WHAT THE TASK REQUIRES:
Reproduce word for word the lines between those holding "Where can the rectangular" and "Where can the dark", inclusive, and nothing else from the data below.

Stored data entries
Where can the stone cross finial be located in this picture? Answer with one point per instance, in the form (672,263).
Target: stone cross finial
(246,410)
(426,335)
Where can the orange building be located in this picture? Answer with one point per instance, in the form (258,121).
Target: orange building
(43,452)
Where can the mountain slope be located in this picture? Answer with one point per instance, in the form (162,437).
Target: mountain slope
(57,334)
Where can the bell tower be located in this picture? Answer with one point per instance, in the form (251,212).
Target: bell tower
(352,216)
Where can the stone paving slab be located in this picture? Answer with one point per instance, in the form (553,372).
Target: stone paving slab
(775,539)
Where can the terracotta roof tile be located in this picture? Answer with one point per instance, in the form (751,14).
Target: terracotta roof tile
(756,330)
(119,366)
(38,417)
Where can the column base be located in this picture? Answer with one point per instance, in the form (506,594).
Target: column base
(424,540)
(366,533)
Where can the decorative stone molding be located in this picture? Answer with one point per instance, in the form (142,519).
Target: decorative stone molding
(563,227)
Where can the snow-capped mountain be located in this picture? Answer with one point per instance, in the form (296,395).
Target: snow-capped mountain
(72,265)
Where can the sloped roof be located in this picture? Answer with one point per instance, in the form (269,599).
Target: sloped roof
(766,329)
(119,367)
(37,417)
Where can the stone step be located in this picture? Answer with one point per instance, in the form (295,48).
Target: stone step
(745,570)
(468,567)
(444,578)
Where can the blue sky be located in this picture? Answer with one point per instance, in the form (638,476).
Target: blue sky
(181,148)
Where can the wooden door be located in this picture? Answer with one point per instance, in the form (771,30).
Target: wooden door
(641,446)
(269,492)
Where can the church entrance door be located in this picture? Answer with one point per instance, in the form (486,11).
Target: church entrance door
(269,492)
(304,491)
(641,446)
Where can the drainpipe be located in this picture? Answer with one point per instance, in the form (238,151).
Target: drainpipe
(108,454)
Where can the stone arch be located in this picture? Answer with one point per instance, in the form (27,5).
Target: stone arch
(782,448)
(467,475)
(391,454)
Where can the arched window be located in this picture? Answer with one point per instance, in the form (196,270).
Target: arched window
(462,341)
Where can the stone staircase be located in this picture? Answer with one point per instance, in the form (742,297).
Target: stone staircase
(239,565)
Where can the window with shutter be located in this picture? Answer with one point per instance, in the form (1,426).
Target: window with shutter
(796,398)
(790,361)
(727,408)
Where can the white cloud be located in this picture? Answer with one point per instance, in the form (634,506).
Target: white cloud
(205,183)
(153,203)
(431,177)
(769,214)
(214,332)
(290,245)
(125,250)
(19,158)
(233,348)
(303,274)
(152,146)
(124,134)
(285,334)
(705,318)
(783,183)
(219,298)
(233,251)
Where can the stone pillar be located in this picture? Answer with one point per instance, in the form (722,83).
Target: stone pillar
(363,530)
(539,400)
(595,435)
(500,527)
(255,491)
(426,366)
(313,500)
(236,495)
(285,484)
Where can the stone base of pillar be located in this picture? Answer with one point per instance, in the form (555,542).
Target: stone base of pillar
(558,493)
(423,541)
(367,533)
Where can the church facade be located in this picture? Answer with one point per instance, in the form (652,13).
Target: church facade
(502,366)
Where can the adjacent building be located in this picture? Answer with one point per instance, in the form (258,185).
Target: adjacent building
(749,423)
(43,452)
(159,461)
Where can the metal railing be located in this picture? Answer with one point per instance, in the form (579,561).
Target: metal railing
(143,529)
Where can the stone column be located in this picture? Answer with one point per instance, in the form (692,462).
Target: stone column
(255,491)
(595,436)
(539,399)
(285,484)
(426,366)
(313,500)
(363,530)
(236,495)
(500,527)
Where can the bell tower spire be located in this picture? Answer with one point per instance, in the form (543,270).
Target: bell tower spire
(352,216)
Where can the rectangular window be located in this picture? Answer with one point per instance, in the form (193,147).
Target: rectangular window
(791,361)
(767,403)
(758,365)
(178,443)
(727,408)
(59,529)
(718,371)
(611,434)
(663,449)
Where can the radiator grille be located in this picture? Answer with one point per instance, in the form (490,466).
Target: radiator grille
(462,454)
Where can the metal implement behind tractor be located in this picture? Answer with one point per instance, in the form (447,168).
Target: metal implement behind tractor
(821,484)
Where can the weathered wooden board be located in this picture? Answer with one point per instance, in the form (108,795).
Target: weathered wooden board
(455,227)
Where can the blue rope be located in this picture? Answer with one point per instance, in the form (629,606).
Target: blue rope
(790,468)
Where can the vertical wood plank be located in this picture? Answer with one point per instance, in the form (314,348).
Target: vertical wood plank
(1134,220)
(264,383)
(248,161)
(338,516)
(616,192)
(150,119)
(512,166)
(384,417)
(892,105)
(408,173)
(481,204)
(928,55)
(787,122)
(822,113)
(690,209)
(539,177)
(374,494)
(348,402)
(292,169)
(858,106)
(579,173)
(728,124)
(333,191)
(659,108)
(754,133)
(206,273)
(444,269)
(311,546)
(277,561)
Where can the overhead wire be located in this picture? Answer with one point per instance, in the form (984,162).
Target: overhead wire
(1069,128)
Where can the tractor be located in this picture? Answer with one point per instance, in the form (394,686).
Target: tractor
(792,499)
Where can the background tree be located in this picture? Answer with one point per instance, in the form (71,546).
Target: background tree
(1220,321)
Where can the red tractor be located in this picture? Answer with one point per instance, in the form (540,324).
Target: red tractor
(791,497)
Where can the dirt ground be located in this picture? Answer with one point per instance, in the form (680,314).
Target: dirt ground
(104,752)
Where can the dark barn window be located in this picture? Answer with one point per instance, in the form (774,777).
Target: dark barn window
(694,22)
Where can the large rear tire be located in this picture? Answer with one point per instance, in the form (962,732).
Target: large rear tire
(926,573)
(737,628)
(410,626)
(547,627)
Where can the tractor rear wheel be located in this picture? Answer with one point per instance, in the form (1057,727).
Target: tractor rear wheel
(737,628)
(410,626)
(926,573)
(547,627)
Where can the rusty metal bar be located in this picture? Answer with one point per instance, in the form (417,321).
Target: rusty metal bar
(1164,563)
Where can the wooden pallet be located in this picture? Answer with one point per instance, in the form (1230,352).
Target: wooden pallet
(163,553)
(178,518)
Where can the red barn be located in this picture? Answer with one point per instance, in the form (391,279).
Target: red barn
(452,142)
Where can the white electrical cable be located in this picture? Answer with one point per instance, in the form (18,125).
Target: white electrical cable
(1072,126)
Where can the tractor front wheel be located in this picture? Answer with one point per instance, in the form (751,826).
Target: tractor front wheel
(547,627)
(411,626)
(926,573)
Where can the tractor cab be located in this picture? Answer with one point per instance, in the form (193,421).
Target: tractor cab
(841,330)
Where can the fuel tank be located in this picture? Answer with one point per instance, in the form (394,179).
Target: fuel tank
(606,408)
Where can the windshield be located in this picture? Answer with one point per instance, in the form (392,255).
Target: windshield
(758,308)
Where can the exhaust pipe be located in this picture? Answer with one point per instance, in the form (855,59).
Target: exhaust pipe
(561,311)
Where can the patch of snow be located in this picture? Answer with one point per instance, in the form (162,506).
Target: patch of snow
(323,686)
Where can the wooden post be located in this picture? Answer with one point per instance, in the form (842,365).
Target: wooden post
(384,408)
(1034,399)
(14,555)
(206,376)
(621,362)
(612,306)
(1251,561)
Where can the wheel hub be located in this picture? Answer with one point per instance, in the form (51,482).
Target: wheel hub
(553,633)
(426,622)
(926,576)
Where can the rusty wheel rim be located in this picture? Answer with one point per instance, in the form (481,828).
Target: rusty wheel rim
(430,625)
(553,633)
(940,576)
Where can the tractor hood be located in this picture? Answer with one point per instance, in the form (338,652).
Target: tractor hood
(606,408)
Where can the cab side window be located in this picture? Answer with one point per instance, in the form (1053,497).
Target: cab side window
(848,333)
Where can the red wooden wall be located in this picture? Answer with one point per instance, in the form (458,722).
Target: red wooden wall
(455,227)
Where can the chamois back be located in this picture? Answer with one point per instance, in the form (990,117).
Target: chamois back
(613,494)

YOUR SOLUTION:
Where can the rectangular window be located in this picture? Answer with one point per instance, in the form (193,147).
Target: rectangular window
(791,361)
(767,403)
(758,365)
(178,443)
(727,408)
(59,529)
(718,371)
(611,434)
(663,449)
Where can the radiator grille be located in this picture? Answer with one point per instance, in the form (490,466).
Target: radiator grille
(462,454)
Where can the metal implement behind tractor be located in this picture? Answer with one point per instance, in the form (447,168).
Target: metal implement behind tractor
(821,484)
Where can the weathered wooden board be located in this picture? Answer with one point per instance, in the form (108,795).
Target: weathered wooden board
(455,227)
Where can the blue rope be located in this picture? Answer with one point per instance, in the form (629,606).
Target: blue rope
(790,468)
Where can the vertical wood plank be located in this picture? Answer with one point per instance, in the form (314,348).
Target: vertical wood plank
(1134,220)
(264,383)
(248,161)
(338,516)
(616,192)
(150,119)
(512,166)
(384,417)
(892,105)
(408,173)
(481,204)
(928,55)
(787,122)
(822,113)
(690,209)
(539,177)
(374,494)
(348,402)
(292,169)
(858,106)
(579,173)
(728,124)
(333,191)
(659,108)
(754,133)
(206,273)
(444,269)
(311,546)
(277,561)
Where can the overhead wire be located in this picture? Answer with one point per instance, in the form (984,162).
Target: overhead wire
(1069,128)
Where can the tractor be located in this picture? Answer with one point per instance, in the form (394,686).
Target: tractor
(792,499)
Where can the background tree be located in this picture? Answer with one point per instance, in the form (71,546).
Target: background tree
(1220,321)
Where can the red tractor be located in this picture? Answer with one point per instance, in the form (540,324).
Target: red tractor
(791,497)
Where can the dirt ground be located in this picture? Answer with one point per instance, in the form (680,314).
Target: dirt ground
(104,752)
Where can the dark barn window be located in this picture? Answer with one point per instance, in the form (774,777).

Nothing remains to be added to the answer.